**Task statement**
Could you pull out every line of the records below and reproduce each one verbatim?

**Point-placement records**
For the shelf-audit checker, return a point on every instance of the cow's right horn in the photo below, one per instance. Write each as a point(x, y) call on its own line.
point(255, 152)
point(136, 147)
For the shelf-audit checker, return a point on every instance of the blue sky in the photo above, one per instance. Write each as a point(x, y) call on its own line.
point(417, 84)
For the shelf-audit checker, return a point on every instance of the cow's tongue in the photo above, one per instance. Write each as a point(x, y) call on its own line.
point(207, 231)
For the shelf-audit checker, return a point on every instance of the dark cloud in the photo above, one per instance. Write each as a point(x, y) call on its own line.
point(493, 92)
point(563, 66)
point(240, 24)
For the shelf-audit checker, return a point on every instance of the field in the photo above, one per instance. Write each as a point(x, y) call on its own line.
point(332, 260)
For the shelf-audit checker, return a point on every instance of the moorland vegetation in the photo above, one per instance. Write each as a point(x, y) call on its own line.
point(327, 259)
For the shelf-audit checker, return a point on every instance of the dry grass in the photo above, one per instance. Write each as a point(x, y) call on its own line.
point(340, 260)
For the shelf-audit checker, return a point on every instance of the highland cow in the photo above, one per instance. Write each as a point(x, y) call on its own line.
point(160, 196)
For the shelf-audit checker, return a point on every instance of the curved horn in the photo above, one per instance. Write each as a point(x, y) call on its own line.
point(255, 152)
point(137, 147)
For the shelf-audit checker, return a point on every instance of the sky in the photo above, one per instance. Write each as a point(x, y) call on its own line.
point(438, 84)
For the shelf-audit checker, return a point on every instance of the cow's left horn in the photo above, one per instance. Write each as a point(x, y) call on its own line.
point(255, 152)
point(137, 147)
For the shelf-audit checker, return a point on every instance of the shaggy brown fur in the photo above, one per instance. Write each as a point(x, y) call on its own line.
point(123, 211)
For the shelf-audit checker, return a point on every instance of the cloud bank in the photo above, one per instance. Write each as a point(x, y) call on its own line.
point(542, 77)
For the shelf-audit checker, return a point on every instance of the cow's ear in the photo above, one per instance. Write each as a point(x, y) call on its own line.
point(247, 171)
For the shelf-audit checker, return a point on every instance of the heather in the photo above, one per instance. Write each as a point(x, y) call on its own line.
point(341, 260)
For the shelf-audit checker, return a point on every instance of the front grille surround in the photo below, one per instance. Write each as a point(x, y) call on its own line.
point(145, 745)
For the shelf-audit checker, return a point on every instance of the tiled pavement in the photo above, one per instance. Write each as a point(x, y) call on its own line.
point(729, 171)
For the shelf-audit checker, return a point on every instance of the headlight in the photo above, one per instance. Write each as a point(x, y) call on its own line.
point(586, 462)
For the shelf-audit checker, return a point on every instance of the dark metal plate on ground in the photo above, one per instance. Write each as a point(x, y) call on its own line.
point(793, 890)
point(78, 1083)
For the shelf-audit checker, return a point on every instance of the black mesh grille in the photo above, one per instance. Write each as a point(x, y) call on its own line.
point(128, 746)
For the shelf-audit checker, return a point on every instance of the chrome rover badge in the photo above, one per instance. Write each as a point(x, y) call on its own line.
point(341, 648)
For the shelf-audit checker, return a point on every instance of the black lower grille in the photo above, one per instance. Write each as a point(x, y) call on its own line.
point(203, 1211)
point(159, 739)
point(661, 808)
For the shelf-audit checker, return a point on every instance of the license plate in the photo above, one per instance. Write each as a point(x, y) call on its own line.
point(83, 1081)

**Written solution**
For the shelf-audit checker, return a point on every instance of the cow's right horn in the photo below, one per instance. Write each as a point(x, y) call on its own line.
point(255, 152)
point(136, 147)
For the shelf-audit checker, return a point on every instance of the blue sky in the photo above, one per instance. Write each as a point(x, y) call on its own line.
point(417, 84)
For the shelf-audit checker, return a point on every instance of the cow's tongue in the photo above, one per instance. Write each as a point(x, y) call on its own line.
point(207, 231)
For the shelf-audit checker, return a point on every instance of the dark cloud in the photo above, one per instance. Write each as a point(x, y) call on its own line.
point(493, 92)
point(563, 66)
point(240, 24)
For the shelf-audit checker, return a point on every instance of the field in the photo above, one per instance. Write each as a point(x, y) call on its own line.
point(332, 260)
For the shelf-audit checker, return a point on every instance of the moorland vegetation in the photo above, one per instance. Write each as a point(x, y) call on its own line.
point(327, 259)
For the shelf-audit checker, return a point on every instance of the dry grass in the photo above, one per instance. Write each as a point(x, y) call on its own line.
point(340, 260)
For the shelf-audit checker, return a point on every instance of the highland cow in the photo above, one per instance. Write each as a point(x, y) call on its own line.
point(160, 196)
For the shelf-audit checker, return a point on every instance of the curved horn in the photo above, one per instance. Write each as a point(x, y) call on its own line.
point(255, 152)
point(137, 147)
For the shelf-audit checker, return a point on every instance of the sky in the photo above, one per instance. Write each as a point(x, y) call on its own line.
point(438, 84)
For the shelf-audit checker, return a point on every instance of the cow's left horn in the photo above, one per instance. Write each as a point(x, y) call on its own line.
point(255, 152)
point(137, 147)
For the shelf-audit checker, return a point on every instance of the shaggy brown fur in the photo above, one per instance. Write each as a point(x, y) call on its own line.
point(123, 211)
For the shelf-audit checker, return a point on every instance of the cloud bank in the photo above, one per instance. Write each as a point(x, y) call on its own line.
point(542, 77)
For the shelf-audit checker, return a point on every instance of the cow's ear in the photo above, one per instance. Write each as a point(x, y) call on its own line.
point(247, 171)
For the shelf-audit checker, return a point on every instance of the heather in the photo above, one per instance. Write each as a point(x, y) call on its own line.
point(341, 260)
For the shelf-audit checker, return a point on every instance of the front grille surround in the photo below, one per instance. Write each as a point(x, y) call on its own line.
point(145, 745)
For the shelf-audit checker, return a point on every instance of the tiled pavement in the photo above, one per instance. Write each as a point(x, y) call on its own line.
point(729, 171)
For the shelf-audit checker, return a point on every instance of the headlight in the photo above, one per instance. Write each as a point(x, y) call on its own line.
point(586, 462)
For the shelf-audit checker, return a point on every instance of the dark metal plate on ground in the photo above, one per instance. Write each as a point(x, y) call on its own line.
point(793, 890)
point(78, 1083)
For the shelf-audit checker, return a point on every instance of the black mesh grille in the photo above, one per instance. Write each as a point(x, y) call on its own line.
point(128, 746)
For the shelf-audit checker, return a point on every instance of the chrome rover badge in the photo above, one per instance. Write each as a point(x, y) call on its own line.
point(341, 648)
For the shelf-audit checker, return a point on every instance of the black lower grille in the photo above, one per instance. Write each as a point(x, y) call on its own line.
point(203, 1211)
point(159, 739)
point(661, 808)
For the shelf-audit checker, return a point on every instance of the license plate in the photo above, one per instance. Write each as a point(x, y) call on its own line.
point(83, 1081)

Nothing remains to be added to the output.